-- WHAT IS NEEDED --
Pick out and copy every line of the material below that contains the word "lawn". Case counts.

-- ENTRIES SHOWN --

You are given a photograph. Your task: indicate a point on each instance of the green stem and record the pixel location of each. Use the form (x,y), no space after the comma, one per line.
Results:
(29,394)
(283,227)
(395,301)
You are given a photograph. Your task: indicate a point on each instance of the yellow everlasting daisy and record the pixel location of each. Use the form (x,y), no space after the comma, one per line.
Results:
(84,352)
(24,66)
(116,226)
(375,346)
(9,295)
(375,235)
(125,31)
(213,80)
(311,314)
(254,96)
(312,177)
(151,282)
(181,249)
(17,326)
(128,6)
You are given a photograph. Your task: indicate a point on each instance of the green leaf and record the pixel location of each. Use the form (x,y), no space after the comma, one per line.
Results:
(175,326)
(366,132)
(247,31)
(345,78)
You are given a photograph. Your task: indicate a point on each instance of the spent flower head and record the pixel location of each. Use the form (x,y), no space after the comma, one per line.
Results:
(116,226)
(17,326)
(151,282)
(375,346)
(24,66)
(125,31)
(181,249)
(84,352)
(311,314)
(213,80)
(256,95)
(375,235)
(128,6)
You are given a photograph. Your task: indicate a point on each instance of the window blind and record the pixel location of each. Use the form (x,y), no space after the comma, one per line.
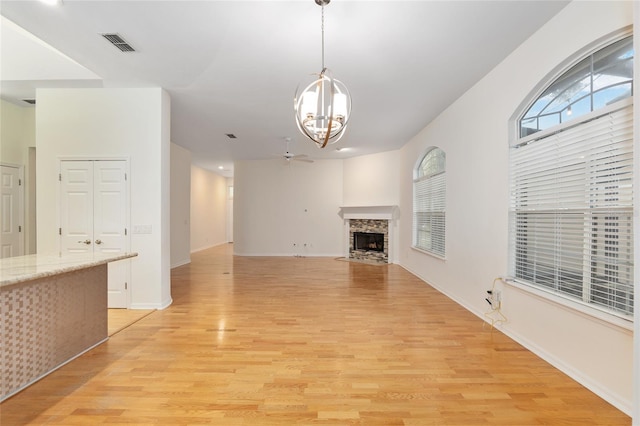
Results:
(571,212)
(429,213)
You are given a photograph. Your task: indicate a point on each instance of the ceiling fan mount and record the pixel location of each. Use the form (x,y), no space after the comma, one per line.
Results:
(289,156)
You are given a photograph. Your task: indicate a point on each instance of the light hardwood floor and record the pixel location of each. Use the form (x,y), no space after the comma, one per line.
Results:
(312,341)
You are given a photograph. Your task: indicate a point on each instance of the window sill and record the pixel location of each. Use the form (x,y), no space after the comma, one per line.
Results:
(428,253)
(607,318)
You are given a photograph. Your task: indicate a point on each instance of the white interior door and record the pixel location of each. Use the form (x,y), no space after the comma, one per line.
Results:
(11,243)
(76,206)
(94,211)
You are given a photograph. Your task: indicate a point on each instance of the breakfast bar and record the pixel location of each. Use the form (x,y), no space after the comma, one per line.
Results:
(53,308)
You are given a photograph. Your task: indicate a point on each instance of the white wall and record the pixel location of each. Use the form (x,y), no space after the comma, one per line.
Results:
* * *
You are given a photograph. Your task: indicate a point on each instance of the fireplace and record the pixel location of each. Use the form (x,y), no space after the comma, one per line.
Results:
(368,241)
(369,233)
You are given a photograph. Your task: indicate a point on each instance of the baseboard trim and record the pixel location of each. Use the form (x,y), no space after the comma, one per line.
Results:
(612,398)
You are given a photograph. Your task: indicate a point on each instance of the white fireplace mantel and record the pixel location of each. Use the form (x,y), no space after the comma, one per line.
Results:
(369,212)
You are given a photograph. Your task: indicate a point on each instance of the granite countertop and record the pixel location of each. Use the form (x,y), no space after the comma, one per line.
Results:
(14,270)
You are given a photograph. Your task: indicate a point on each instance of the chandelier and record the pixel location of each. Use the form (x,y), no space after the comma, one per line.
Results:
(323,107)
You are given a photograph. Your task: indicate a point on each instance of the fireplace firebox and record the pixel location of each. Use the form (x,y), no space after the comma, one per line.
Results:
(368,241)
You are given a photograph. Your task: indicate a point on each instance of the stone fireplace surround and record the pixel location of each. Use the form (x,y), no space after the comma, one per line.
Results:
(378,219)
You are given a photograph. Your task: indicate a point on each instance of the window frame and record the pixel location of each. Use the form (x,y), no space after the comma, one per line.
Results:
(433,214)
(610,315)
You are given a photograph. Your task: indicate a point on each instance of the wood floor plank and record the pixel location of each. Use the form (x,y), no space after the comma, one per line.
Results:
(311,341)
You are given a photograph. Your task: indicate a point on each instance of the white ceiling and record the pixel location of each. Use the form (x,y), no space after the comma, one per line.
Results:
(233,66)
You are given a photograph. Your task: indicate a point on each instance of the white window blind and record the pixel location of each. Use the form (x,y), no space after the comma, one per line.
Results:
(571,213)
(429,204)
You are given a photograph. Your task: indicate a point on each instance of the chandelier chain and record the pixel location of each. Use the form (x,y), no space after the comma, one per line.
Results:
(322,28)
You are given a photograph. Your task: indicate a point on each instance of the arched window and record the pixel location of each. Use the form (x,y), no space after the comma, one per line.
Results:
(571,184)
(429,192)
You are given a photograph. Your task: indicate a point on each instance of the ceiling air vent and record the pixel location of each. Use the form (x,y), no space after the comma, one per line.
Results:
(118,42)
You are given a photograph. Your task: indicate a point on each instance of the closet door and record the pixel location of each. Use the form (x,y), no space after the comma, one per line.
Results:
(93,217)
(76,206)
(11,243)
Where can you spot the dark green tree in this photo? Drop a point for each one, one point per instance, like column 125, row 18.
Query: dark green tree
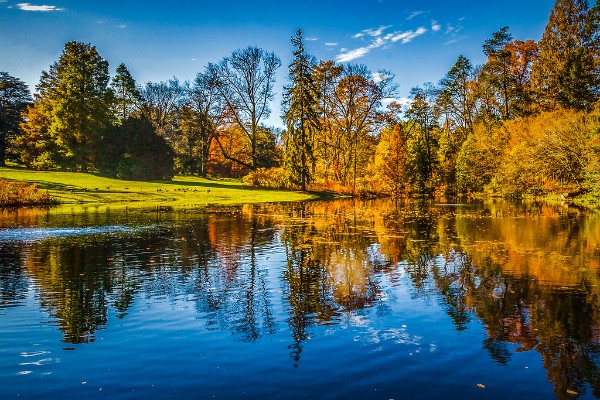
---
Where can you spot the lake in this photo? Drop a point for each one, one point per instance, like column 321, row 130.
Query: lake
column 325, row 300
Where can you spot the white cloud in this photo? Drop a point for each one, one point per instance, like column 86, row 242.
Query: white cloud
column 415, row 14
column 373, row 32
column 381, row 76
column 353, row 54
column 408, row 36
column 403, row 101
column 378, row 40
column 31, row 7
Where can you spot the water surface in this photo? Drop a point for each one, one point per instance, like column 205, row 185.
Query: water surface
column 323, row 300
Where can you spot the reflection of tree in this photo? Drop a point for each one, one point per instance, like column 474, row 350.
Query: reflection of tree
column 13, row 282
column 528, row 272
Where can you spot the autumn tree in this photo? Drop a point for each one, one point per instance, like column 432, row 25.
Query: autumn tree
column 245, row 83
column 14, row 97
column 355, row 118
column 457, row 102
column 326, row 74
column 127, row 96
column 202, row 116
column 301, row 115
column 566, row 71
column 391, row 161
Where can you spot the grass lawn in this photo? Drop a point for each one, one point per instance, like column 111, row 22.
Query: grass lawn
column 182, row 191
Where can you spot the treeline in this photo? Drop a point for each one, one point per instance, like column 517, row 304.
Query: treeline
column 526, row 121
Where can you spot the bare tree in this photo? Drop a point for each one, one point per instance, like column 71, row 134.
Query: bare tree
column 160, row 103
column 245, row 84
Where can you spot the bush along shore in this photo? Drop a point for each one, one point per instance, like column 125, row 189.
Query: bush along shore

-- REPLY TO THE TASK --
Where can you spot the grass lawn in this photo? Drop a point for each one, one point per instance, like column 111, row 22.
Query: grass lawn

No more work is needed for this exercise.